The GP Alkaline is ok. Suitable for low drain devices (toys). At least it doesn't leak like Energizer e2 Advanced (X91-Alkaline). Duracell is still a better performing battery compare to GP. My experience is that Duracell CopperTop is longer lasting than GP. While Duracell Ultra is suitable for high-drain devices (DigiCam, Flashlight). 

Maybe you could consider Panasonic Alkaline (Digital Power). I've got a better runtime from it compare to Duracell (priced almost the same). The new Panasonic Evolta seems to gives stable performance from low to high drain devices. YMMV. I'm using Evolta in my EZ AA.

Same negative experience on the normal NiMH (AA and AAA) GP2700, GP2500, GP2100, GP1000 (AAA). Not only it loses its capacity after a few charging cycles, some cannot be charge at all. The GP1000 (AAA) is the worst, 8 out of 12 pcs that I have cannot be charge after 5-7 cycles. While I still hold a few of the GP2700, gave the rest of the GP2500, GP2100 to garbage collector for recycle.

--*--

Could you reproduce the part of the battery post that opens with the words "Same negative experience" and closes with "collector for recycle.", word for word?

--*--

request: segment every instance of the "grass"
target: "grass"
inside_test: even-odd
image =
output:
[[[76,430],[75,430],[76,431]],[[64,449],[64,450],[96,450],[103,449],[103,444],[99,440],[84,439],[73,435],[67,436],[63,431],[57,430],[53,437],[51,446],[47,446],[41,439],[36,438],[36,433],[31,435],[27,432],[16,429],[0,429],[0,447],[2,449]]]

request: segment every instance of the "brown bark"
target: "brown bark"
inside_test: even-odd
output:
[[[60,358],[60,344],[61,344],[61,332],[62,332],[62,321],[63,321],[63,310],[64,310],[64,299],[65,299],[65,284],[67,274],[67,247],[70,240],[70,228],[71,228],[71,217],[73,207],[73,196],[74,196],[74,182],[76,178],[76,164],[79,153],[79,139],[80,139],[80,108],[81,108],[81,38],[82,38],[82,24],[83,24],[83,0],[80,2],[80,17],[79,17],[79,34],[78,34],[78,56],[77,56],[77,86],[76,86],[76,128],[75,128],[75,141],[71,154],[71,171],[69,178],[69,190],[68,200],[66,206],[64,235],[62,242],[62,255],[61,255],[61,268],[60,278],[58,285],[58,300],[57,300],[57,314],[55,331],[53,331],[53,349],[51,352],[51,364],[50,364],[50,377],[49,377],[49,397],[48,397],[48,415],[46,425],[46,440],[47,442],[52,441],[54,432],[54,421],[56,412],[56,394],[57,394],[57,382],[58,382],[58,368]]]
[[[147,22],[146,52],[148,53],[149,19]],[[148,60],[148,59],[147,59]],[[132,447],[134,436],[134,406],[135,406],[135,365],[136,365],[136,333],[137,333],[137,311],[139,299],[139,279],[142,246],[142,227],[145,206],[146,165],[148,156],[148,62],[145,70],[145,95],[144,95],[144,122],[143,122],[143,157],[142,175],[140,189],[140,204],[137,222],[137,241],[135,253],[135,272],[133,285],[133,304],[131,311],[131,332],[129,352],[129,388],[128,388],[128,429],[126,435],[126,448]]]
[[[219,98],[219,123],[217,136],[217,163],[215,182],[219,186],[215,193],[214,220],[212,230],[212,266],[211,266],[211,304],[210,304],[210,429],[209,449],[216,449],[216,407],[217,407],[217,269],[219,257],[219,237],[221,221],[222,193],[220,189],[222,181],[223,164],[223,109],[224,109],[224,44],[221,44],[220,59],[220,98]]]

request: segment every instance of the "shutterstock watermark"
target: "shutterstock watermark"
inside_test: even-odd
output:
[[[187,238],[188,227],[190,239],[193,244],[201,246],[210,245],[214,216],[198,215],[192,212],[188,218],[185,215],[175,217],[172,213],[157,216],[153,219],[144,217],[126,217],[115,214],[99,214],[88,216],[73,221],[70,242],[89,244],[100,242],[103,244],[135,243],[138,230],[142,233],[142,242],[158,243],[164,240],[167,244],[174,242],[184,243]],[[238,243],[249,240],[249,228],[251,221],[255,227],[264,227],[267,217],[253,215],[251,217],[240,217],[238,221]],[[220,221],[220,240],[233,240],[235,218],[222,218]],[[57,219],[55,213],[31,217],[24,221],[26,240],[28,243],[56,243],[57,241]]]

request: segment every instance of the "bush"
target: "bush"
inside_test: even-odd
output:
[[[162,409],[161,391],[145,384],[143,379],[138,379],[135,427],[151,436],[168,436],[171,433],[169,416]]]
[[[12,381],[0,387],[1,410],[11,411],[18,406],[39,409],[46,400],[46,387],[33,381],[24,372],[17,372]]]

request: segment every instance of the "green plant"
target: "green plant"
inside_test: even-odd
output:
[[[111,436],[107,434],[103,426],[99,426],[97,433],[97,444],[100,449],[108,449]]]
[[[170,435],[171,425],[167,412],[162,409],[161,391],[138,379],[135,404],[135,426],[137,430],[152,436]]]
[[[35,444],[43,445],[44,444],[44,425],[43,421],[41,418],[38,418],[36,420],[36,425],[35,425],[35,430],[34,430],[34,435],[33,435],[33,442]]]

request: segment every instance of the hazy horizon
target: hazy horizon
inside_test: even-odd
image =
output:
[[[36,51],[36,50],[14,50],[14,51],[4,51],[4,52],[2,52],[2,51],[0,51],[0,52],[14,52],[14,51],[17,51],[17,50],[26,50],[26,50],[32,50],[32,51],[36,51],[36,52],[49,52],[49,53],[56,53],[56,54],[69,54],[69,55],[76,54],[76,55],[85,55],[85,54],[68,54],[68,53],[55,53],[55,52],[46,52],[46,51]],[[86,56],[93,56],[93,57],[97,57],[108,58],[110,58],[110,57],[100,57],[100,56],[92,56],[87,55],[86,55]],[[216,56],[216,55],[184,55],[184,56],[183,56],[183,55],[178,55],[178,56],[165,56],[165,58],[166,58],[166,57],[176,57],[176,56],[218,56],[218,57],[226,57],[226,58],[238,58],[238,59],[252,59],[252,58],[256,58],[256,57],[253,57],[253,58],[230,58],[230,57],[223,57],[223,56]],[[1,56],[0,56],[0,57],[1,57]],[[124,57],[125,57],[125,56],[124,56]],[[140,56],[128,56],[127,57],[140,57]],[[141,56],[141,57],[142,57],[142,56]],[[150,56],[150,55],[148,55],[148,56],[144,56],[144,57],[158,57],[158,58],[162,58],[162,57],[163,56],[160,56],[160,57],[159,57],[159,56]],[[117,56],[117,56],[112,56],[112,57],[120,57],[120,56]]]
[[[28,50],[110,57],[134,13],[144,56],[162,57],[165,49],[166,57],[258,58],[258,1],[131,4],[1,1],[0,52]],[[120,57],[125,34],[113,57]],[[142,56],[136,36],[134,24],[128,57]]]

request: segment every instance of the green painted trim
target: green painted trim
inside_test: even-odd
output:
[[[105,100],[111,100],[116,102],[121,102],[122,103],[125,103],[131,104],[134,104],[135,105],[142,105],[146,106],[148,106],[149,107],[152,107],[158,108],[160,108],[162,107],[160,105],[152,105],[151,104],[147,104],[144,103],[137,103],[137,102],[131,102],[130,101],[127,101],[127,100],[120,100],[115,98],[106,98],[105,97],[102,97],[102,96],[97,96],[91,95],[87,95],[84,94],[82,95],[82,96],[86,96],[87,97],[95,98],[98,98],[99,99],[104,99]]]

--*--

Complete output
Same negative experience on the normal NiMH (AA and AAA) GP2700, GP2500, GP2100, GP1000 (AAA). Not only it loses its capacity after a few charging cycles, some cannot be charge at all. The GP1000 (AAA) is the worst, 8 out of 12 pcs that I have cannot be charge after 5-7 cycles. While I still hold a few of the GP2700, gave the rest of the GP2500, GP2100 to garbage collector for recycle.